_Supplied information_
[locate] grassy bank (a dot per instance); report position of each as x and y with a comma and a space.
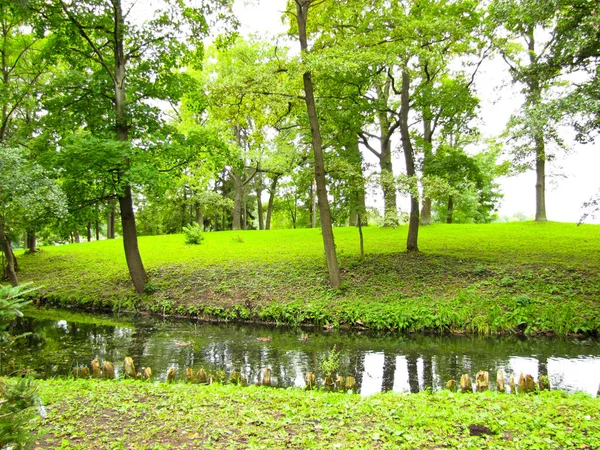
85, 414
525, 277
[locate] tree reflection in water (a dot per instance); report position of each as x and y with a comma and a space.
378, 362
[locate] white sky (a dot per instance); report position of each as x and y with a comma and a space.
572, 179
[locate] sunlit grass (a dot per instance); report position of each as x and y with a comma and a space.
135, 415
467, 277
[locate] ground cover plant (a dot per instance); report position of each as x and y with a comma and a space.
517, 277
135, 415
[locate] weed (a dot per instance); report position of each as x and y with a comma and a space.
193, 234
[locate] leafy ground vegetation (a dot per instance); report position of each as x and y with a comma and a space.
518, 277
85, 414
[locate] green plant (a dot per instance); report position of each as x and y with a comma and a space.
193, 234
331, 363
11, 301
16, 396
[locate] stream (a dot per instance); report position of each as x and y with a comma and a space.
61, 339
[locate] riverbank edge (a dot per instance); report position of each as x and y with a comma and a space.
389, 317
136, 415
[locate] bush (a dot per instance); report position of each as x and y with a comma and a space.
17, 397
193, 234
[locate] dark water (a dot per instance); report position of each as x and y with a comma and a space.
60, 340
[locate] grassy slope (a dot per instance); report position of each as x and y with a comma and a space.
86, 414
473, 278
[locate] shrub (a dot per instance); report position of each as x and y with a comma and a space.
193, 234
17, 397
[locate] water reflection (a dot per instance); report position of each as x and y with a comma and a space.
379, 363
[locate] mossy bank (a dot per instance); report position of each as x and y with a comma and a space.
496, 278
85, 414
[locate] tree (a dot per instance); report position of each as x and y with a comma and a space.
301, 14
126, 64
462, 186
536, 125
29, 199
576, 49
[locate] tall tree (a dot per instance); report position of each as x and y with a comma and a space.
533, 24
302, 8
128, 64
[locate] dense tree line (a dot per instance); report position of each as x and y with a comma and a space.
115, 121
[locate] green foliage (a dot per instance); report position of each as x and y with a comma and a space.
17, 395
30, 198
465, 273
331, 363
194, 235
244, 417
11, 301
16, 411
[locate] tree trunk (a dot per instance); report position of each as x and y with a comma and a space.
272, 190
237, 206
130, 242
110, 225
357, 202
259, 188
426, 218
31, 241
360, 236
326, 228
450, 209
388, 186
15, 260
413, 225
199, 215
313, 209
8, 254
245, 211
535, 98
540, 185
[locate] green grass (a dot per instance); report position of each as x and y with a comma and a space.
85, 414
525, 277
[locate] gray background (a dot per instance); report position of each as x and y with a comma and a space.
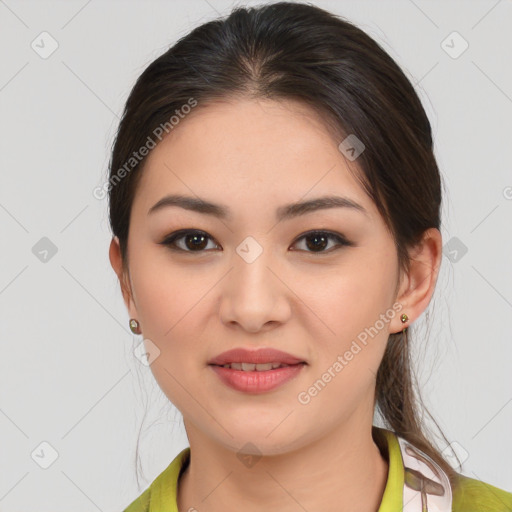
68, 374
* * *
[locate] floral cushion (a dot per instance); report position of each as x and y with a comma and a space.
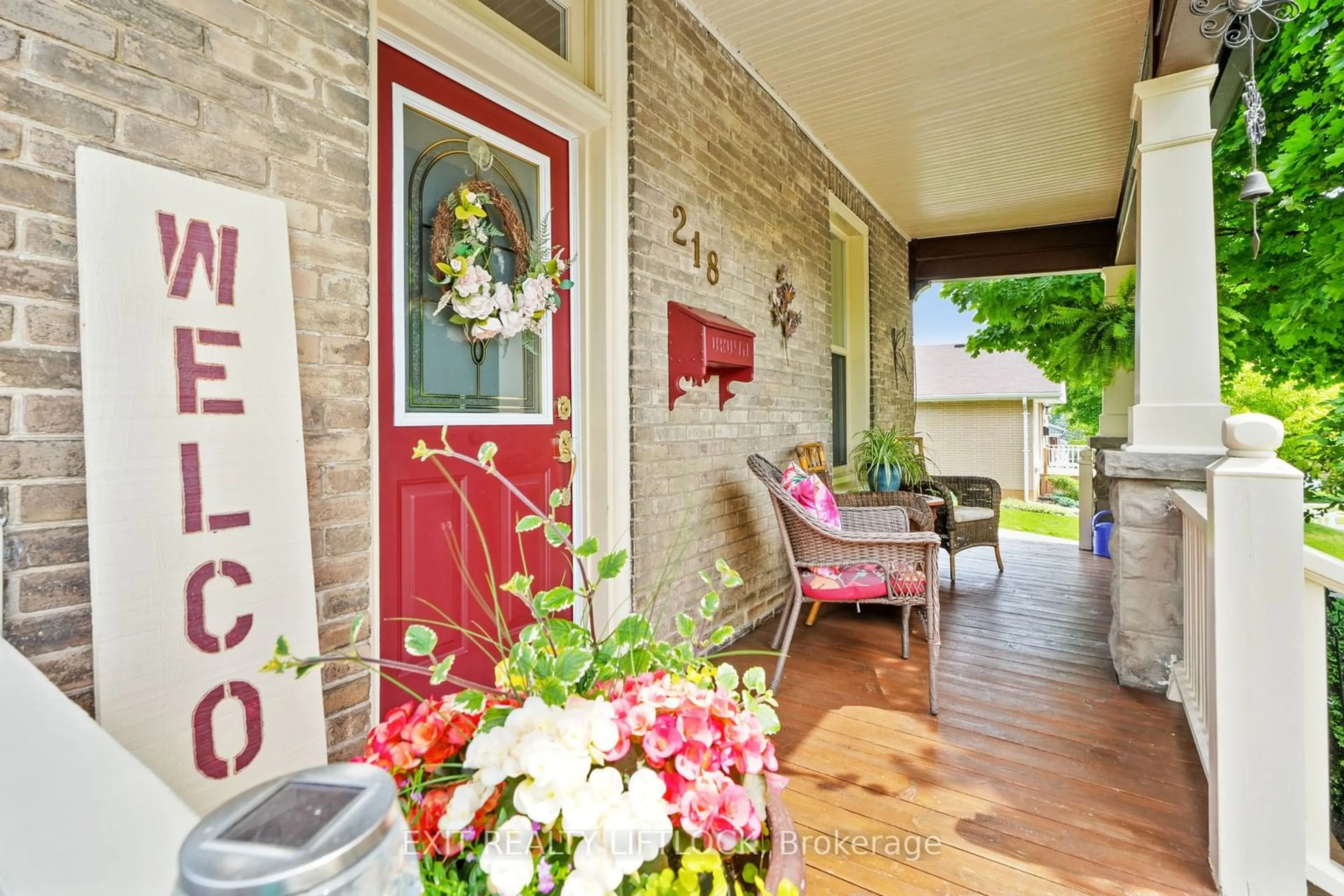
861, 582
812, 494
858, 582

_Set problem_
List every line in the listing above that contains the word "grassy". Case counts.

_Task output_
[locate] grassy bank (a dot per instance); report position of each as x and y with a comma and a space.
[locate] grassy slope (a dot per instance); report position of each as x and y with a comma and a space.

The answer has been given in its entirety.